**** Given data

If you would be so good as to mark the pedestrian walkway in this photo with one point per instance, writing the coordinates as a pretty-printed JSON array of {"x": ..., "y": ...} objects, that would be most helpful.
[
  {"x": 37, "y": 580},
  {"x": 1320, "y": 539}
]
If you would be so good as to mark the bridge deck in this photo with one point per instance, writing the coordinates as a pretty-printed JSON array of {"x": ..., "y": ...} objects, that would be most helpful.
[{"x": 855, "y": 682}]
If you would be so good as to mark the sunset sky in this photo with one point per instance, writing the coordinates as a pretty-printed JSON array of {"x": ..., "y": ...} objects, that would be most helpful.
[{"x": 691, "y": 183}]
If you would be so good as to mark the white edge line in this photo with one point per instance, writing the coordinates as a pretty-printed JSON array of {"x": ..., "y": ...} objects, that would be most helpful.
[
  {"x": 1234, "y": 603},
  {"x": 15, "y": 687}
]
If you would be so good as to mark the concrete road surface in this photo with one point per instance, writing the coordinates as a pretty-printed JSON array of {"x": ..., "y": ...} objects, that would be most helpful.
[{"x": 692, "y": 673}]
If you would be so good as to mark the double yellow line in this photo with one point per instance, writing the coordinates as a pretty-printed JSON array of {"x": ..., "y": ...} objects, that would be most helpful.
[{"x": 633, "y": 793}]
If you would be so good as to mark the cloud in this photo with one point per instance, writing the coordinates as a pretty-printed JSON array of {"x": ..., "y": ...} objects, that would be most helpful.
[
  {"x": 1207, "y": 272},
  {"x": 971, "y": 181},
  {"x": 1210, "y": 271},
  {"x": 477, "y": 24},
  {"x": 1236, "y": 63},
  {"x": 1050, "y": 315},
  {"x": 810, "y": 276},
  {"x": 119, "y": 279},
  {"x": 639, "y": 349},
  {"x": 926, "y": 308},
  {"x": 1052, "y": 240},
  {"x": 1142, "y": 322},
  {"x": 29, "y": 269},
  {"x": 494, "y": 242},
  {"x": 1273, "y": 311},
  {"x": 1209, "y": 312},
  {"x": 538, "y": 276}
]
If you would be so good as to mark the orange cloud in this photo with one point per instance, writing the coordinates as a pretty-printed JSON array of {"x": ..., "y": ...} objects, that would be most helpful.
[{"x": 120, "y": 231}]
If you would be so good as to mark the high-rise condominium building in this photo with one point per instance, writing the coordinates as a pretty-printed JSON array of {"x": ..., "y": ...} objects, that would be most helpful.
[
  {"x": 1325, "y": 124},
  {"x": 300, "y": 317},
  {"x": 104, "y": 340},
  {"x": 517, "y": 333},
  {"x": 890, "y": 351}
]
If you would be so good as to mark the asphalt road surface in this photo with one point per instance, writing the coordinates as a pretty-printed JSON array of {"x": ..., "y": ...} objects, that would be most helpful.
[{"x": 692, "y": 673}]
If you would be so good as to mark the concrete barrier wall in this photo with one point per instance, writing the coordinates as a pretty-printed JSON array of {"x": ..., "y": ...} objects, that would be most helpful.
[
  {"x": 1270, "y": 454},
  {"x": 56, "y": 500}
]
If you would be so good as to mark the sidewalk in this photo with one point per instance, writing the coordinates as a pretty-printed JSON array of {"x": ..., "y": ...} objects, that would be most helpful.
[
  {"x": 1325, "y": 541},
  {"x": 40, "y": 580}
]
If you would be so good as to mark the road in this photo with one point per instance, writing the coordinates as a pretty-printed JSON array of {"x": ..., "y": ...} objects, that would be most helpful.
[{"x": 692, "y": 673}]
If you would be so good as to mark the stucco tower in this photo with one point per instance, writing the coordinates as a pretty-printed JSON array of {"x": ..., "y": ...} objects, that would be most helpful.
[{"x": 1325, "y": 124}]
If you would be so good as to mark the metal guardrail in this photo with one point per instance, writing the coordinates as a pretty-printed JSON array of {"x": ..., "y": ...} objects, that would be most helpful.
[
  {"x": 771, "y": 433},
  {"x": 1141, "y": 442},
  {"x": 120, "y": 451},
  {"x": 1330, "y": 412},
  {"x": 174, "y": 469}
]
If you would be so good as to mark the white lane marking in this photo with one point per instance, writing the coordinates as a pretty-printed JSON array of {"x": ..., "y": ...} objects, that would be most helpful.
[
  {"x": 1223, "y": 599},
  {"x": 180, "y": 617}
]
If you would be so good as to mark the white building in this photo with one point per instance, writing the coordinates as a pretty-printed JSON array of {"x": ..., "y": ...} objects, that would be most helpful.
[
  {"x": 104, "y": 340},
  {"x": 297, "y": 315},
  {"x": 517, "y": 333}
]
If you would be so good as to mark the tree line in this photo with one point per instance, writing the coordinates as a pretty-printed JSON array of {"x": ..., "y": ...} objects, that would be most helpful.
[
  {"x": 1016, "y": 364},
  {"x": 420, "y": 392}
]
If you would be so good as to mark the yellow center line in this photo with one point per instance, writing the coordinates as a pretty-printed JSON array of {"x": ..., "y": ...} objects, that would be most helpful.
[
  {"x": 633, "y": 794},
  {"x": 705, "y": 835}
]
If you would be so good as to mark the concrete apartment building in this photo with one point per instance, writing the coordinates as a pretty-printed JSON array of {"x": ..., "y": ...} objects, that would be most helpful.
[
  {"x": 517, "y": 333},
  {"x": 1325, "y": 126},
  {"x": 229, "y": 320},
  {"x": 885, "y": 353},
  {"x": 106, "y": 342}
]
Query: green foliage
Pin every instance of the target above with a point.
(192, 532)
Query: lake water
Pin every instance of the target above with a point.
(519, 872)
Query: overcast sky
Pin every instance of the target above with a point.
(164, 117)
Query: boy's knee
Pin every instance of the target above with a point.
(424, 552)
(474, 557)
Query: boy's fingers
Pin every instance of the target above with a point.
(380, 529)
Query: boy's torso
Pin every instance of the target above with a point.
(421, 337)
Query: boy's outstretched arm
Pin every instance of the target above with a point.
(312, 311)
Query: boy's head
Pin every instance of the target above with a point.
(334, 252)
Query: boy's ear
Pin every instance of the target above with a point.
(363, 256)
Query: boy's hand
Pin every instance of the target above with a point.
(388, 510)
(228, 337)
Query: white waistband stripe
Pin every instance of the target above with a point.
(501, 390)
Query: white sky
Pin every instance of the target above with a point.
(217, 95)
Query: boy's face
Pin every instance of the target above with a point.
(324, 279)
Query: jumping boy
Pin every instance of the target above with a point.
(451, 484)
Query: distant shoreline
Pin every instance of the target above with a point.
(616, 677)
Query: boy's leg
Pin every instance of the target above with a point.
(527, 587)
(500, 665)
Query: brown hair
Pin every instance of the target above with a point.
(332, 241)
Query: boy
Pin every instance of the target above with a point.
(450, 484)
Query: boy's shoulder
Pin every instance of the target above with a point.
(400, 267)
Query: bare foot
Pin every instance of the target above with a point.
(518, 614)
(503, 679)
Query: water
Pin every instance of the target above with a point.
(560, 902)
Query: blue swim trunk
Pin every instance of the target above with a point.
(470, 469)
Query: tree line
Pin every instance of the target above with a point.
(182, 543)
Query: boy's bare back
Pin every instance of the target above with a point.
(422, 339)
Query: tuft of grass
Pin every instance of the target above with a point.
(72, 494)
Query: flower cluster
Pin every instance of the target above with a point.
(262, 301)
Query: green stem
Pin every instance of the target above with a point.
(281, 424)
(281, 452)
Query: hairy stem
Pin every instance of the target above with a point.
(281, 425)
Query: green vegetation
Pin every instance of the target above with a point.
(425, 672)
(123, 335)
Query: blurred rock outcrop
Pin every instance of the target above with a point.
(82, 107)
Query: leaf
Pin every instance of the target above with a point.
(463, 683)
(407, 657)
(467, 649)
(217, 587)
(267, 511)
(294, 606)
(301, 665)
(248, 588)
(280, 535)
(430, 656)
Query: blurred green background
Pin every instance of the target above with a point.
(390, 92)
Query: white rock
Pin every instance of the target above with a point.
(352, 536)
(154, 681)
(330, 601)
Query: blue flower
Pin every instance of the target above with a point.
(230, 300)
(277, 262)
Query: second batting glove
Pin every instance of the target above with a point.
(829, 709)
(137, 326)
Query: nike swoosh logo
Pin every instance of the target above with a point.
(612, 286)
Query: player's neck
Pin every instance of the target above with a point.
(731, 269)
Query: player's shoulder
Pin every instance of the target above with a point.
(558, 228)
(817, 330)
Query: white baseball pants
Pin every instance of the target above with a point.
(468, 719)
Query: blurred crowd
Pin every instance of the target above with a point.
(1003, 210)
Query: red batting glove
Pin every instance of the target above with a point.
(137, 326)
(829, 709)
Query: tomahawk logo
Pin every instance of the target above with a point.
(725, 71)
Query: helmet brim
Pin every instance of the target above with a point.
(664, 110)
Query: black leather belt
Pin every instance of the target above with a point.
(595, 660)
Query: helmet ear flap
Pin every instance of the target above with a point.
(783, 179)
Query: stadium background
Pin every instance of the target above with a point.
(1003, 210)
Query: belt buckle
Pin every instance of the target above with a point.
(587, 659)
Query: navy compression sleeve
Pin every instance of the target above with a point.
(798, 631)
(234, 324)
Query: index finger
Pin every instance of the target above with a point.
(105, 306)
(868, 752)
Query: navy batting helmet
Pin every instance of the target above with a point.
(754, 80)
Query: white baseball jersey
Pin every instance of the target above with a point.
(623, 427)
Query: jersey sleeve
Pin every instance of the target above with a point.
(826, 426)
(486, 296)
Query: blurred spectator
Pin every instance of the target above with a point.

********

Copy every line from the records above that contains the string "shoulder".

Query: boy's shoulder
Query: player's shoulder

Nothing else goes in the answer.